About this exercise: Start to finish, retype the entries exactly while omitting the pictures.

[Image-grounded pointing data]
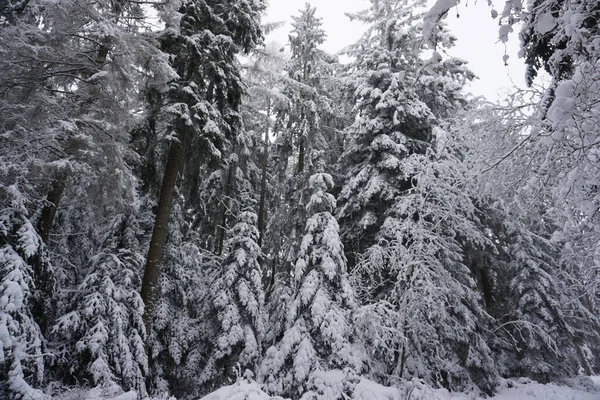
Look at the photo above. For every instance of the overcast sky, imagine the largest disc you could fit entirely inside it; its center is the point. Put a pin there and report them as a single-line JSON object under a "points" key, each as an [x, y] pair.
{"points": [[476, 31]]}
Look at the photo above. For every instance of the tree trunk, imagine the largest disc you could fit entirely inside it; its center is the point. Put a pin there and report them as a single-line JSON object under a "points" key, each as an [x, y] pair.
{"points": [[51, 205], [159, 232], [263, 181]]}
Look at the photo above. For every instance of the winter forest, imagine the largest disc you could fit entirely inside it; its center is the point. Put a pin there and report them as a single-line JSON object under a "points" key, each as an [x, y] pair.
{"points": [[183, 207]]}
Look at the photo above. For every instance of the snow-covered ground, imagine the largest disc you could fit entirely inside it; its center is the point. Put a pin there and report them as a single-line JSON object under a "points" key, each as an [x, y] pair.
{"points": [[520, 389]]}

Result:
Look at the photo above. For every instance of the overcast sky, imagine the largest disc you could fit entirely inside it; its center is the point. Put a pin there and report them as a single-line JSON object under a "points" key, each as an [x, y] pair.
{"points": [[476, 31]]}
Look at the photo above. For every instance of the tree trunk, imagine the largest disc you could fit entirely inside it; its center is the point. Put a pin there and report them as a single-line JSON object under a "points" key, each as an [x, y] pair.
{"points": [[51, 205], [159, 232], [263, 181]]}
Look at the photo above. For every instance of the winter forest, imagine the largest disc you could fit entirely inside it; its center is the point. Put a pin there and report them as a single-line JSON object under a "points" key, each as an [x, y] pair.
{"points": [[183, 207]]}
Look at the photo above. For every instance of the snow-covered ground, imagine the largest disc you could fit entirely inside it; its center is the point. Put a pin there and report them as a single-line JSON object under a "points" key, each as an [x, y] pair.
{"points": [[520, 389]]}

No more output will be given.